Problem details:
Look for "Please indicate the metal mounting" in the records below, then copy that line and every line after it, exactly and with nothing added.

Data for the task:
%%

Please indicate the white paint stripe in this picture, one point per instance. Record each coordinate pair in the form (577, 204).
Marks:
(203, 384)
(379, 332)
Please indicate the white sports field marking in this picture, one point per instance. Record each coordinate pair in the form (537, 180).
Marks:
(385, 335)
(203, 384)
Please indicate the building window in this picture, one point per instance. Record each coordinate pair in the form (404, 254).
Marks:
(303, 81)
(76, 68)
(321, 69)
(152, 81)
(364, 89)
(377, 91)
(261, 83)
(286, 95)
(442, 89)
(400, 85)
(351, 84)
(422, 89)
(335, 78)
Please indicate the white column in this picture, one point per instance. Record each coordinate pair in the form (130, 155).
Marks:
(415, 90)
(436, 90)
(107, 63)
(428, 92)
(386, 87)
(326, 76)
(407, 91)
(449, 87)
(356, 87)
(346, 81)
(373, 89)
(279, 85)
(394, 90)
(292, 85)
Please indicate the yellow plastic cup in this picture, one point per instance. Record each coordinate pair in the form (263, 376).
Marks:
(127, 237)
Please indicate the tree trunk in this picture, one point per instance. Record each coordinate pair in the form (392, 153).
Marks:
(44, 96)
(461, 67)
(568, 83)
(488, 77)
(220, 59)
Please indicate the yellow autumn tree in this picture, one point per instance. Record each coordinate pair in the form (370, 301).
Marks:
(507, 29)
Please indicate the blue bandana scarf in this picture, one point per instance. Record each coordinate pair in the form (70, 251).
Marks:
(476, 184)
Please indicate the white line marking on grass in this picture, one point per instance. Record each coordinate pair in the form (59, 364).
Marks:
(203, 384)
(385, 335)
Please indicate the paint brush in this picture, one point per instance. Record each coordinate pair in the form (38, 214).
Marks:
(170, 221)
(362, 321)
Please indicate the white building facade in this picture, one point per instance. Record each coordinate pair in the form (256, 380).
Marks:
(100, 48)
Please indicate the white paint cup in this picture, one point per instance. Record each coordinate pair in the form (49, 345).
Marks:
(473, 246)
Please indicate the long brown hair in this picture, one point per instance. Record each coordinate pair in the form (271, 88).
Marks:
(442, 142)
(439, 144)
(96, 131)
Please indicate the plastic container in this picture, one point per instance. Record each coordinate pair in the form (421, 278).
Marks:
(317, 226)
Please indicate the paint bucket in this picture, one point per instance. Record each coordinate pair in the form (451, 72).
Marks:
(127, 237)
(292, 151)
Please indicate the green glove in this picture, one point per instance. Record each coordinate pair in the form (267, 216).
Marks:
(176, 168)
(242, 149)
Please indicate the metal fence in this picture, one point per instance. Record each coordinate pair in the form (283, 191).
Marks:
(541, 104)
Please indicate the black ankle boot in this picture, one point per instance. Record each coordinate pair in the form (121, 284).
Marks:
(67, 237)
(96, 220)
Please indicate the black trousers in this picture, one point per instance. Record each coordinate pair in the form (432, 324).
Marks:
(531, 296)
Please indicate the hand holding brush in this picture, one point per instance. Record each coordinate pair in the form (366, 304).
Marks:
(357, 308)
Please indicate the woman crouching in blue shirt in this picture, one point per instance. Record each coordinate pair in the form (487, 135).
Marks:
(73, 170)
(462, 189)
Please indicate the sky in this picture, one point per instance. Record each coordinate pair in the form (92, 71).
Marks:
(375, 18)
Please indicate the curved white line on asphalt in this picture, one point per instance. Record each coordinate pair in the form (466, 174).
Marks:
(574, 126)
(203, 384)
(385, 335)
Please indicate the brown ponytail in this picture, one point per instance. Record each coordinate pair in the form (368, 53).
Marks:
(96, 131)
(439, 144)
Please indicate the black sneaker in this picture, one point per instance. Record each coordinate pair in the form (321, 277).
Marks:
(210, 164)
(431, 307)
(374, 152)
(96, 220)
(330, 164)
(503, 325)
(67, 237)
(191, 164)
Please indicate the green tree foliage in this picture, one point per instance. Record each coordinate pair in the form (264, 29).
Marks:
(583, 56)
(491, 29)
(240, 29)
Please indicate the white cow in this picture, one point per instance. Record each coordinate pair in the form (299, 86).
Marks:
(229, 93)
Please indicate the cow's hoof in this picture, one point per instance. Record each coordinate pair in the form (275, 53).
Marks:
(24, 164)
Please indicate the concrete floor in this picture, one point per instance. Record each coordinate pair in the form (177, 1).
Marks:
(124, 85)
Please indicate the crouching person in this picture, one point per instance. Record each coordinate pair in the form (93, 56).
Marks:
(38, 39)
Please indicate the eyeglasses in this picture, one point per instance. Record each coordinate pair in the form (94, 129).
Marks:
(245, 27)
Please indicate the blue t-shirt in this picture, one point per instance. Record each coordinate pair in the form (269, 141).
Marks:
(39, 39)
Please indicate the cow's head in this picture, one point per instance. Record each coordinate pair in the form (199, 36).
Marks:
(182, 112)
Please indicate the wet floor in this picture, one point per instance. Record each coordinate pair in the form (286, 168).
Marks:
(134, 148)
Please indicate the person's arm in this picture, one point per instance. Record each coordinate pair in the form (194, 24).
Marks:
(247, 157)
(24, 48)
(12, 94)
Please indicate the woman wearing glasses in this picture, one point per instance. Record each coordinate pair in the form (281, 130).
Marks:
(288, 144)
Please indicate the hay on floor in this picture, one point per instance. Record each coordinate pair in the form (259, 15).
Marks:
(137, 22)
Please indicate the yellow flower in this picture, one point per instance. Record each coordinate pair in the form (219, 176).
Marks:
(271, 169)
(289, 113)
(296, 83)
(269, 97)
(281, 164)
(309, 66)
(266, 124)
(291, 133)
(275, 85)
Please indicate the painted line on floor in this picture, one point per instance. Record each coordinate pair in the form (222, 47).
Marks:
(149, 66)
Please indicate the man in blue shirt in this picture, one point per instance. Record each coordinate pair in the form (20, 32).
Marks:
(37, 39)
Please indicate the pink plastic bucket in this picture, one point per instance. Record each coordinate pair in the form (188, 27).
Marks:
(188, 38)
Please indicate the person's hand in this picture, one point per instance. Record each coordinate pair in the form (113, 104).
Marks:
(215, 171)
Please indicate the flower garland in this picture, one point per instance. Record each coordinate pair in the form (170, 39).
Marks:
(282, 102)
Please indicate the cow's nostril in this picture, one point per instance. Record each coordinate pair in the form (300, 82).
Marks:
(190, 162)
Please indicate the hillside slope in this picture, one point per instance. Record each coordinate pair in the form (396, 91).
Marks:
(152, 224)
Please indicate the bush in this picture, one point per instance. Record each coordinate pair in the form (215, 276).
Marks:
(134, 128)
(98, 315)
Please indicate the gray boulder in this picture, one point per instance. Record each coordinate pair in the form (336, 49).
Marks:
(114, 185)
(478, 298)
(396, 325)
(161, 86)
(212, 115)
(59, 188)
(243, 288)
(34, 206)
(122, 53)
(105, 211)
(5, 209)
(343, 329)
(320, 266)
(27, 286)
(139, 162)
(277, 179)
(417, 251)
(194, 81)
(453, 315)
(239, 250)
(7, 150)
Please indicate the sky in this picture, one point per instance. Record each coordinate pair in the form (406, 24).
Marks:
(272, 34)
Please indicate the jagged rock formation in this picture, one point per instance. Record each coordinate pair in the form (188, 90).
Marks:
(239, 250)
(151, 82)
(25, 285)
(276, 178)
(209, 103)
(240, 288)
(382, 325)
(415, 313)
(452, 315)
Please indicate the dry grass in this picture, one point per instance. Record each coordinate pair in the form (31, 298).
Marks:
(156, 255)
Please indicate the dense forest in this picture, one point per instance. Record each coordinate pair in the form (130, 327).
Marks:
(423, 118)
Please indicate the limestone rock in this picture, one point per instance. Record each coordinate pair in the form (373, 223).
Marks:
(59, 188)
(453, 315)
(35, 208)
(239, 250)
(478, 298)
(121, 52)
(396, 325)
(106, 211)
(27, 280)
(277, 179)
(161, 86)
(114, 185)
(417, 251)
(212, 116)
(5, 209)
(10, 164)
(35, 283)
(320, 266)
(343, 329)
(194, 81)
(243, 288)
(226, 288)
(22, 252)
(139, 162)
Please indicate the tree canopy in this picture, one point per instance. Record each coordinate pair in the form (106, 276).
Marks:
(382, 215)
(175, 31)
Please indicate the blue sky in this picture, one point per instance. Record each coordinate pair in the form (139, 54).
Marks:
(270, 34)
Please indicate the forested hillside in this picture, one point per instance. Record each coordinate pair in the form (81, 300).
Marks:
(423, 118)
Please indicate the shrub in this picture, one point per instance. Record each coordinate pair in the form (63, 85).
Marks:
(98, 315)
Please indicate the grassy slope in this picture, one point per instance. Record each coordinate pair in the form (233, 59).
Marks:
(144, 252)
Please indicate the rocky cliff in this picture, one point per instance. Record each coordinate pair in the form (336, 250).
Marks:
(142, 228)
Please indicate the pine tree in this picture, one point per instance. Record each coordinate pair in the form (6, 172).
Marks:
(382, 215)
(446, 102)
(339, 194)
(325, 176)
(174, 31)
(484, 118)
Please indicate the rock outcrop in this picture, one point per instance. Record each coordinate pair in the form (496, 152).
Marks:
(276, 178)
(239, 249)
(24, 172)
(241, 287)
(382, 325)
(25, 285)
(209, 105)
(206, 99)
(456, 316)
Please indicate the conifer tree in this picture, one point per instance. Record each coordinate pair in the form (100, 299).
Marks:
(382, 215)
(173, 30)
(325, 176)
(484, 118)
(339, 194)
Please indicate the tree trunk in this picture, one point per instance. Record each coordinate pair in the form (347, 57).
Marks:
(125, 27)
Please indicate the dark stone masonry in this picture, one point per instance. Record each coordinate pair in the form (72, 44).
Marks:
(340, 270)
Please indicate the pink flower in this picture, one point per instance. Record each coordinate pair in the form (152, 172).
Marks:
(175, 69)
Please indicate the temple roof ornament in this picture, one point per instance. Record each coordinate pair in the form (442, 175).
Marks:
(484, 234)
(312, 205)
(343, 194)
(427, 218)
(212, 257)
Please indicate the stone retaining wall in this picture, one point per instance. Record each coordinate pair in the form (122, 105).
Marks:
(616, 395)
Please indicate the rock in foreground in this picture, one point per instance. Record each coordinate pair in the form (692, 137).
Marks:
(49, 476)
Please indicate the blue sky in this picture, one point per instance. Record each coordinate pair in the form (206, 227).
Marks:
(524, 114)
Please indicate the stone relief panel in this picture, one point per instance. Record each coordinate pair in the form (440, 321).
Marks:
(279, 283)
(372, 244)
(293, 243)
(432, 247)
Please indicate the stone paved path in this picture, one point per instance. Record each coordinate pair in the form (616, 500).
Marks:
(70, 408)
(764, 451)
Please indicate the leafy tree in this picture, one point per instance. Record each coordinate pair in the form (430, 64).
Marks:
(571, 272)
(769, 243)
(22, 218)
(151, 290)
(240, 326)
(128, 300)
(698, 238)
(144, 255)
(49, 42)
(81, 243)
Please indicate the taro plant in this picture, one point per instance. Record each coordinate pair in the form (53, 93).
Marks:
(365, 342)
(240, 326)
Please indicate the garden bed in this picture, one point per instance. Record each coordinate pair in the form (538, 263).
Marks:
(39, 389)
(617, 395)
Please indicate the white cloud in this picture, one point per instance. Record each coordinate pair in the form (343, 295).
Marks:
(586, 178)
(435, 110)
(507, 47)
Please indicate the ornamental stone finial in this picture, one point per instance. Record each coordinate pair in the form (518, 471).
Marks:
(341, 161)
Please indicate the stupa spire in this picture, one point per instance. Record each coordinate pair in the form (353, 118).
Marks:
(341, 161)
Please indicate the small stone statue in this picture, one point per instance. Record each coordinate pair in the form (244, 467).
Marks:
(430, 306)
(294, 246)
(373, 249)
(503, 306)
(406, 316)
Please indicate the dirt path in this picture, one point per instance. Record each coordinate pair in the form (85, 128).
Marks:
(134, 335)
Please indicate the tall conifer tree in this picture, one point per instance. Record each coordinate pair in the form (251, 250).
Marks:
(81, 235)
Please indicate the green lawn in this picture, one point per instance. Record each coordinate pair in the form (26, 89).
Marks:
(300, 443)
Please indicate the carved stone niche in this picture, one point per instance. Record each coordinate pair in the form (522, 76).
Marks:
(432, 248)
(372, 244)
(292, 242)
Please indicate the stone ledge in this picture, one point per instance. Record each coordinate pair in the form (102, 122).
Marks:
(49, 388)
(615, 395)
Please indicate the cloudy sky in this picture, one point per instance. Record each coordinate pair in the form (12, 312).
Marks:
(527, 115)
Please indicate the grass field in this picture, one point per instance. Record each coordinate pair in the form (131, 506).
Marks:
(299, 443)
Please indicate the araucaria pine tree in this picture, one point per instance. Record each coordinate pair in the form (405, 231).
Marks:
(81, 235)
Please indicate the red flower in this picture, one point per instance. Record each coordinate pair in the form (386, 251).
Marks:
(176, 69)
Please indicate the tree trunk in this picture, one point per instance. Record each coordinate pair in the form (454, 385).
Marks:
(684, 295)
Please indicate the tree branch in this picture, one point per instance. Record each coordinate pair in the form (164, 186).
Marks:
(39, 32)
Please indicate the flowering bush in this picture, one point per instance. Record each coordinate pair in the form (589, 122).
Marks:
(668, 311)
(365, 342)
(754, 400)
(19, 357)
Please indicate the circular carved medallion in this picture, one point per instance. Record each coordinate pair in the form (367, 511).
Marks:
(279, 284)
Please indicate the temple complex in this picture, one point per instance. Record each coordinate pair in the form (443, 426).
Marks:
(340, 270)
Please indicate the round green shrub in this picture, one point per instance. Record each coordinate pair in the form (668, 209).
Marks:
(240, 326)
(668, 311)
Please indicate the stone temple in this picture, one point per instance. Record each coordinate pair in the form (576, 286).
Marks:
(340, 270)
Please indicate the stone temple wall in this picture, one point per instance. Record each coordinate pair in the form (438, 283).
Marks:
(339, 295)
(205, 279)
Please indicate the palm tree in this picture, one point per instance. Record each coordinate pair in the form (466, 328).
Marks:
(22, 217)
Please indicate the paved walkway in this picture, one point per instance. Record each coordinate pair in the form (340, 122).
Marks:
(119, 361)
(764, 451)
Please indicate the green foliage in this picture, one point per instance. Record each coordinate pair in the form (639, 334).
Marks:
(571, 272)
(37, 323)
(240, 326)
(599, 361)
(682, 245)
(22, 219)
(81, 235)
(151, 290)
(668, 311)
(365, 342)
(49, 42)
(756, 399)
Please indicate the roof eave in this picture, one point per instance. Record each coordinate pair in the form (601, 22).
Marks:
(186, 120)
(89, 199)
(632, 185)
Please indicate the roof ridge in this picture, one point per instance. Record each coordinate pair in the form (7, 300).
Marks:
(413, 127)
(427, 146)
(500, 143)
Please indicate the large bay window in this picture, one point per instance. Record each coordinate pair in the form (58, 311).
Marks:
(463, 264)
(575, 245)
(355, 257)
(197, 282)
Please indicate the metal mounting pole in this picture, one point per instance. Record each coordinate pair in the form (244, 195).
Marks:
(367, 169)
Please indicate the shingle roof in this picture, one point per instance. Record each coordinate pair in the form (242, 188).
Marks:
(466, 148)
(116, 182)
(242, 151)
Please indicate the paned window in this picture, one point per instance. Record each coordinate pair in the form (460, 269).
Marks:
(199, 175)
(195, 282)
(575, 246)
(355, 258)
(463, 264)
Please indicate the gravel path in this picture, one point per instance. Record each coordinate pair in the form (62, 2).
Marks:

%%

Exercise answer:
Please indicate the metal mounting pole in this picture, one point per instance. Record each coordinate pair in the form (244, 195).
Marks:
(367, 169)
Please indicate the shingle roof in this picture, one point per instance. Record each coordinate pair in the form (242, 188).
Marks:
(466, 148)
(116, 182)
(242, 151)
Please indicate the paned window in this picture, one point per instance. Record each coordinate pair in the form (460, 269).
Marks:
(199, 175)
(195, 282)
(575, 246)
(355, 258)
(463, 264)
Please indicate the gravel path in this picture, one point per instance. Record each coordinate pair in the form (62, 2).
Marks:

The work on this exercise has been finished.